Pagina ▸
=-=-=
2) Violazione dell’art.2 del D.Lgs. 29 ottobre 1999, n.490, a causa
dell’inesistenza della condizione temporale richiesta dalla norma suddetta per
il riconoscimento del valore storico-culturale della costruzione di cui è causa,
considerato che la sua realizzazione è avvenuta nell’anno 1957, per cui non
essendo stata edificata da oltre un cinquantennio, non poteva essere sottoposta
a tutela.
3) Violazione di legge per difetto di motivazione, in quanto la relazione
storica fornita a corredo del provvedimento di vincolo non fornisce alcuna prova
documentale per comprovare l’effettiva progettazione dell’immobile sottoposto a
tutela da parte dell’arch. Pierluigi Nervi la cui ideazione progettuale andava
dimostrata e non genericamente attribuita.
Peraltro, la parte ricorrente contesta che l’opera in questione, costituita da
un capannone industriale destinato in passato a deposito e realizzato
nell’ambito di una fabbrica di concimi e anticrittogamici utilizzati
prevalentemente in agricoltura, sia stata progettata dall’arch. Nervi, dal
momento che si discosta dalle opere di Nervi caratterizzate da volte realizzate
in cemento armato a getto unico, mentre, nel caso del capannone di cui è causa,
la struttura di copertura non è in cemento armato, ma è costituita da pannelli
prefabbricati forniti dall’Impresa Costruzioni Pazzarotti di Parma.
=-=-=
Dati da elaborare ▸
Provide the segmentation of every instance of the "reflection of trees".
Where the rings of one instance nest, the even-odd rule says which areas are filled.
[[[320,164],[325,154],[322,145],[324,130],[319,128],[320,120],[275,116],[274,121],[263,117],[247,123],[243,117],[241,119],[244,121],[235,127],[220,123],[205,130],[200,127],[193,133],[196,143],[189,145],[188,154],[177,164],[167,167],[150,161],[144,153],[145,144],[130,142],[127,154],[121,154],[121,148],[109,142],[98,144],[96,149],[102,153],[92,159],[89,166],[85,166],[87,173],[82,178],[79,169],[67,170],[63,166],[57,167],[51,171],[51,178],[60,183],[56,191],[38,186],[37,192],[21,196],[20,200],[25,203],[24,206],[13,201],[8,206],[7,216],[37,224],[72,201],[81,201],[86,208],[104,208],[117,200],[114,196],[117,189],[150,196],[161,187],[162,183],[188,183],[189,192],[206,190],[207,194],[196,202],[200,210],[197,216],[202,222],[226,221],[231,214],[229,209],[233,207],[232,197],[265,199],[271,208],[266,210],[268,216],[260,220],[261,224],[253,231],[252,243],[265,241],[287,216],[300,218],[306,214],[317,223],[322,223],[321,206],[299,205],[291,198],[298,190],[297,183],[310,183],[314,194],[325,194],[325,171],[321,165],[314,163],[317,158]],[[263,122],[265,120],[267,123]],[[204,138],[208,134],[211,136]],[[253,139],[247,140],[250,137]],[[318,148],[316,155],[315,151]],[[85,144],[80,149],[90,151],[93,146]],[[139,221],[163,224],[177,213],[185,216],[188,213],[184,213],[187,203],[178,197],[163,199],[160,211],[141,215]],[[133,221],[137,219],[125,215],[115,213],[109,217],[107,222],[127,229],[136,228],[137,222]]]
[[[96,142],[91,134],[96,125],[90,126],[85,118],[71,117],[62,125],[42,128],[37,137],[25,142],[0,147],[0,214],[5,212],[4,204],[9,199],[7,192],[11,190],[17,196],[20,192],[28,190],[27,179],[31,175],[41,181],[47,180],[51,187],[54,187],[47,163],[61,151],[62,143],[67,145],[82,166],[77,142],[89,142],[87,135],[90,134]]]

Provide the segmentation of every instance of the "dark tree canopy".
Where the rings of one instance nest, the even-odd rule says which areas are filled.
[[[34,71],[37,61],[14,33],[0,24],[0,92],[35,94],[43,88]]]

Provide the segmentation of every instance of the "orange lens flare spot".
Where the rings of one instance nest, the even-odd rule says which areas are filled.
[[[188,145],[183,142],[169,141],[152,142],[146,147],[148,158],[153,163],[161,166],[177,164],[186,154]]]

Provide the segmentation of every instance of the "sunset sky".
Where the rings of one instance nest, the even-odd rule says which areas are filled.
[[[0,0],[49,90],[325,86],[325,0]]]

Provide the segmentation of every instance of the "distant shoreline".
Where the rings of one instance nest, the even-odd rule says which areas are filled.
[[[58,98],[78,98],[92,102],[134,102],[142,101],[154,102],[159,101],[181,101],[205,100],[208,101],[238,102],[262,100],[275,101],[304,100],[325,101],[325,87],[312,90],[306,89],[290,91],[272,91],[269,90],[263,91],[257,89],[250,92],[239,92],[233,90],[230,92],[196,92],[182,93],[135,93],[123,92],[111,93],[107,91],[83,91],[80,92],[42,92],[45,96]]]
=-=-=
Compiti richiesti ▸
1. Trova tutte le righe che contengono la parola "every" e copiale.
2. Riprendi il testo sul vincolo del capannone e proseguilo dopo l'ultima frase riportata.
Il testo sul vincolo del capannone e le righe non hanno alcun legame tra loro.

Soluzioni dei compiti ▸
1.
Provide the segmentation of every instance of the "reflection of trees".
Provide the segmentation of every instance of the "dark tree canopy".
Provide the segmentation of every instance of the "orange lens flare spot".
Provide the segmentation of every instance of the "sunset sky".
Provide the segmentation of every instance of the "distant shoreline".

2.
A supporto della sua tesi la parte attrice adduce anche le valutazioni contenute
in una dissertazione di laurea in architettura avente ad oggetto la struttura in
questione, ove si contesta su basi scientifiche la sua riferibilità all’arch.
Nervi.
Da ciò la denunciata insufficienza e contraddittorietà della motivazione a base
del provvedimento impugnato.
4) Violazione del principio di affidamento del privato nei confronti degli atti
della Pubblica Amministrazione, fatto dipendere dalla riconsiderazione del
proprio operato da parte della Soprintendenza ai Beni Culturali che aveva avuto
modo in precedenza di esaminare il Piano regolatore generale del Comune di Porto
Recanati adeguato al Piano Paesaggistico Regionale (P.P.A.R.), senza nulla
osservare sulla destinazione impressa all’ex capannone industriale nel contesto
della zona urbanistica di riferimento per la quale è stato previsto un utilizzo
edificatorio a mezzo lottizzazione convenzionata.
5) Eccesso di potere per sviamento, in quanto l’atto impugnato sarebbe stato
determinato da un fine diverso da quello del soddisfacimento dell’interesse
pubblico e frutto di un’attività emulativa di alcuni dipendenti della
Soprintendenza.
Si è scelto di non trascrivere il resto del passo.